EXERCISE BRIEF:
Below are lines of data; restate word for word those running from the line containing "Target: painted wall lettering" to the line containing "Target: car fender", inclusive, and no others.

[Referring expression data]
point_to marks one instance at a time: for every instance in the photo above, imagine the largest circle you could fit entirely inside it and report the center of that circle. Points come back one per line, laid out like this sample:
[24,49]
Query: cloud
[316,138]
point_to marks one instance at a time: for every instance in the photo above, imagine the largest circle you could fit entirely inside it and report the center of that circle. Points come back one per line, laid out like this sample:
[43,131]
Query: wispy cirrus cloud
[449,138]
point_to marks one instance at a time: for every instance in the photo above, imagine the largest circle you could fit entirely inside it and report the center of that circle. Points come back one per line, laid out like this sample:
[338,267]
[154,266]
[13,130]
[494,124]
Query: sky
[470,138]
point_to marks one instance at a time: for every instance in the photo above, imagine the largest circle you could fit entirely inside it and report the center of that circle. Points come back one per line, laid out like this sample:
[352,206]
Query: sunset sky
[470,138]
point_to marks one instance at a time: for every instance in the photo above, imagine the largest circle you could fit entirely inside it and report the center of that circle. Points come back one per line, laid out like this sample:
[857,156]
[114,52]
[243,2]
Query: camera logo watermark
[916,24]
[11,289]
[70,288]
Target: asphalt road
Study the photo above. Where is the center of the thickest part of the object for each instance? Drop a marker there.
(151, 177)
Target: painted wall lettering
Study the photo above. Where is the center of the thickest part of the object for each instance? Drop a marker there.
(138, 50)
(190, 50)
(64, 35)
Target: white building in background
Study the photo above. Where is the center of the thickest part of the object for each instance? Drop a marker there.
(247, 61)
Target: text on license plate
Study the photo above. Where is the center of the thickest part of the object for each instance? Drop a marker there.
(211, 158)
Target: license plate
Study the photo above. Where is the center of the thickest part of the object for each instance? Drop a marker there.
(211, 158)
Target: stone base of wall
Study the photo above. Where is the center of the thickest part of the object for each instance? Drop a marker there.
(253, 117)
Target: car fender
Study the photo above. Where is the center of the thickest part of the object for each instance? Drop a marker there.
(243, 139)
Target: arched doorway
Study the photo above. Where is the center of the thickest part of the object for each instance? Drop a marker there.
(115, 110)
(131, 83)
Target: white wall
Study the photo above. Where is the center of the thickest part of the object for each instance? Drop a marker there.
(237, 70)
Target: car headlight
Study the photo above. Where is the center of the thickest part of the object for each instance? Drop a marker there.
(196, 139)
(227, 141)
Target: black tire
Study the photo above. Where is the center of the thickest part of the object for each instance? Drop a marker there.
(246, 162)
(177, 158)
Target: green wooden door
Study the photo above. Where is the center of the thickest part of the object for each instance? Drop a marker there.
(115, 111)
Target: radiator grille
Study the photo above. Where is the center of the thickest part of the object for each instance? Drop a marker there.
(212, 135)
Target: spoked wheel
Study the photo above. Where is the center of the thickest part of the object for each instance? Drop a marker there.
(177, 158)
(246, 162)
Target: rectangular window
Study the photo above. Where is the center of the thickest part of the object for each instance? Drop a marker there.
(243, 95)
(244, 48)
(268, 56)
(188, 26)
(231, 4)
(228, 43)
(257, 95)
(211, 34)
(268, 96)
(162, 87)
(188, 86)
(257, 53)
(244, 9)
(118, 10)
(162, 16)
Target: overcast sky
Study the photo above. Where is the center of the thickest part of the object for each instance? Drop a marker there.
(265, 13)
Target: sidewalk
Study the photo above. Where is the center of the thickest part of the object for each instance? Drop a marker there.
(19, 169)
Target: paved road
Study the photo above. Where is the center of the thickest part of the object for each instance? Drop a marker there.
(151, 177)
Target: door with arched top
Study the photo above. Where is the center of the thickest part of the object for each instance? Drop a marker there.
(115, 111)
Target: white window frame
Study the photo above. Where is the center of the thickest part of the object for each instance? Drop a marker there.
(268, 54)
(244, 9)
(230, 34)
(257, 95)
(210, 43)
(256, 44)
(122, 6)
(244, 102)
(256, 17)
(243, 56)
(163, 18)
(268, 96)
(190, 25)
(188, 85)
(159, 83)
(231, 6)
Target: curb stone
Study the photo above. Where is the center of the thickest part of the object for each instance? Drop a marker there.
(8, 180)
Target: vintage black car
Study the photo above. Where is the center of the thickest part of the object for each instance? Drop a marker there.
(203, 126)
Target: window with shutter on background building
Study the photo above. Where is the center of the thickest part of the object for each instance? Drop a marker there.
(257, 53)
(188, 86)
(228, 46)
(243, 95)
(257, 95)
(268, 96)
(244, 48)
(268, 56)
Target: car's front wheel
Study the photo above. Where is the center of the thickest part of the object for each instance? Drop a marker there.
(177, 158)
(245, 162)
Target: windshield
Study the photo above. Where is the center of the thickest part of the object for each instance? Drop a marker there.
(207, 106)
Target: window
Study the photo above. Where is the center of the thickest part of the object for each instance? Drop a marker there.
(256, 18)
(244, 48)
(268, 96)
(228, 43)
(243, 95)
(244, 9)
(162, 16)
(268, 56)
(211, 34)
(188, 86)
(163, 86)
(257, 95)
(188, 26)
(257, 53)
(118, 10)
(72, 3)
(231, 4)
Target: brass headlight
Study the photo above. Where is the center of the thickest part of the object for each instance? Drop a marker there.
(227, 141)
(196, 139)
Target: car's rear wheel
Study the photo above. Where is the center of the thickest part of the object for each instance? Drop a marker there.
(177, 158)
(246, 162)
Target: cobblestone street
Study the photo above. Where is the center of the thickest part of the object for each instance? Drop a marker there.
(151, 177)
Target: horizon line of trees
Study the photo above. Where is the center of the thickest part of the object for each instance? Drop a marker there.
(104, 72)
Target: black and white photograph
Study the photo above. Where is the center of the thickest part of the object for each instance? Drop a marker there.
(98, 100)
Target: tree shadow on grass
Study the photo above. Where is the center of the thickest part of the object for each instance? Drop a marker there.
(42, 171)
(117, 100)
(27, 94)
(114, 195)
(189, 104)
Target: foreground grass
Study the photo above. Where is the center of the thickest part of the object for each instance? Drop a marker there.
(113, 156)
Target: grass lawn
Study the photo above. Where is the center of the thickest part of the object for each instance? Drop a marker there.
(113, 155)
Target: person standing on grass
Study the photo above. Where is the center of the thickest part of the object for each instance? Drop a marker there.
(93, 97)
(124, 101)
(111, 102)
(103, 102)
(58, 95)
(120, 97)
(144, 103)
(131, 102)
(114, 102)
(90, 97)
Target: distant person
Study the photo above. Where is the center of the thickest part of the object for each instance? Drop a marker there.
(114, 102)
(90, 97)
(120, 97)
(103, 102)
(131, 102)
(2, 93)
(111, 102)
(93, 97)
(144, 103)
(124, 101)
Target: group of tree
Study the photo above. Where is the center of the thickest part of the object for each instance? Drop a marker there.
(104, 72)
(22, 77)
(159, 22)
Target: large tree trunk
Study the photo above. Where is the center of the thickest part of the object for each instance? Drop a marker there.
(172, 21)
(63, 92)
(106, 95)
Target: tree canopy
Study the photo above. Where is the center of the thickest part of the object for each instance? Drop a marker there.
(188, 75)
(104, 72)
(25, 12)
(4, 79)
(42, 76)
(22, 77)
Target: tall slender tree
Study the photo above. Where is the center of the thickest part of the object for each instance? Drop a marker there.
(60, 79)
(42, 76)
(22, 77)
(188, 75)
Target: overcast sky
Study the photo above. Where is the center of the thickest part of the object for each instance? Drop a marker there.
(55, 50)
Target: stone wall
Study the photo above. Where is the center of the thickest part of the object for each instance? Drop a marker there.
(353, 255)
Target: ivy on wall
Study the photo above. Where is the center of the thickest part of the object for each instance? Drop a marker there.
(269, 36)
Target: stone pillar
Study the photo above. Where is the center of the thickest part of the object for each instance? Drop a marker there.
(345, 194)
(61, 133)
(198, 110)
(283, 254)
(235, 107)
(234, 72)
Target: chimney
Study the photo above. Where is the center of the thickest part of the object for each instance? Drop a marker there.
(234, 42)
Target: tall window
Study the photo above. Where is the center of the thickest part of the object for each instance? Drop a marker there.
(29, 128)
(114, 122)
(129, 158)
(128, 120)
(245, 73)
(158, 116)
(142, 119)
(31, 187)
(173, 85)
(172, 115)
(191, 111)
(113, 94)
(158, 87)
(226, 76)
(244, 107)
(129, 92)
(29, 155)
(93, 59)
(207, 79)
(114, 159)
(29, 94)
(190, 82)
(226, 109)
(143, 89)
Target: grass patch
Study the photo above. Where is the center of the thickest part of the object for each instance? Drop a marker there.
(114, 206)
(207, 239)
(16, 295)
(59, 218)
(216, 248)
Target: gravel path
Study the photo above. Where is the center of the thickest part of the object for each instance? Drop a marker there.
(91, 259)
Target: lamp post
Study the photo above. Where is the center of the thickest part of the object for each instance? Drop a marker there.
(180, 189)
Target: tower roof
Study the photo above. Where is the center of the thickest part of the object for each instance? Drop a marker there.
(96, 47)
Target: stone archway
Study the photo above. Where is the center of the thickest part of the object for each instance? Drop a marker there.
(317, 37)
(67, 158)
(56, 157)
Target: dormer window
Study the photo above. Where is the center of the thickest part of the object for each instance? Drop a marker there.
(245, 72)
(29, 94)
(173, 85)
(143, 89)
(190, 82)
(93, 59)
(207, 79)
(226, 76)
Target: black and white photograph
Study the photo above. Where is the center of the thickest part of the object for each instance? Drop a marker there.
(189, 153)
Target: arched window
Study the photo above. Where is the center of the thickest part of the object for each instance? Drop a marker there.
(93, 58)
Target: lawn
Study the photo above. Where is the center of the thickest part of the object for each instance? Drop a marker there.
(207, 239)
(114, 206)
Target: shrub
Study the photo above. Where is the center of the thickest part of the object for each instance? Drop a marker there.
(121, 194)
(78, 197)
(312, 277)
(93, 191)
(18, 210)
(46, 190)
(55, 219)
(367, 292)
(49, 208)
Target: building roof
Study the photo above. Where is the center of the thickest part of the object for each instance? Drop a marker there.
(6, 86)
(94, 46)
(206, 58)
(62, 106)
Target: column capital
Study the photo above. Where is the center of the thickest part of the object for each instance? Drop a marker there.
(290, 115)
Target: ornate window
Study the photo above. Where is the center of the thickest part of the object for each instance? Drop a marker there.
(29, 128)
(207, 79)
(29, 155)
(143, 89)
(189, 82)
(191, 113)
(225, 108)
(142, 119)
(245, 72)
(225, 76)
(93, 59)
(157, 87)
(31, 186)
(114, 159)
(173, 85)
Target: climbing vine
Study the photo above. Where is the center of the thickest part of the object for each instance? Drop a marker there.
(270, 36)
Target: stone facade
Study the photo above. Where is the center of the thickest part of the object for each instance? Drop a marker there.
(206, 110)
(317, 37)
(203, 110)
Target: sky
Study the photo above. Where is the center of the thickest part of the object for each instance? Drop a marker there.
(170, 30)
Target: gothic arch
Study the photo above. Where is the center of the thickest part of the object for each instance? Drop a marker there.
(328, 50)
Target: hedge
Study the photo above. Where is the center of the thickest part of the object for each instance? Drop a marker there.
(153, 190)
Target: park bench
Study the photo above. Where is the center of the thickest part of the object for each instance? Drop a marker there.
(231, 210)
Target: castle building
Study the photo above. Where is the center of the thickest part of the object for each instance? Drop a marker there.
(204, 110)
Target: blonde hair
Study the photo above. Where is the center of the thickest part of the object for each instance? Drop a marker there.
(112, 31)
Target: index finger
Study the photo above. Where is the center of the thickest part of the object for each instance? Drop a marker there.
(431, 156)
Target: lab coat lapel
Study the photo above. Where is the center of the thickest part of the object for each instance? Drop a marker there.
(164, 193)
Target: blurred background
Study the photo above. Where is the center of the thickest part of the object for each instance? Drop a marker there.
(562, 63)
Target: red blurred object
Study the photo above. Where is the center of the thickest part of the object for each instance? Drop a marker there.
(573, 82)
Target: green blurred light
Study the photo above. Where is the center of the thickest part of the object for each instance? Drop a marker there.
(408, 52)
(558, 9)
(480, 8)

RESPONSE AREA:
Target: painted wall lettering
Study the photo above. Where is the center of the thickest part of the object for each instance? Drop a marker there.
(138, 50)
(190, 50)
(64, 35)
Target: white building in background
Study the photo above. Where is the center of the thickest part of the object for each instance? Drop a marker there.
(247, 61)
Target: text on license plate
Study the photo above. Where is the center of the thickest part of the object for each instance? Drop a marker there.
(211, 158)
Target: license plate
Study the photo above. Where is the center of the thickest part of the object for each instance? Drop a marker there.
(211, 158)
Target: stone base of wall
Study the photo above. Where is the center of the thickest part of the object for each instance? Drop a marker there.
(253, 117)
Target: car fender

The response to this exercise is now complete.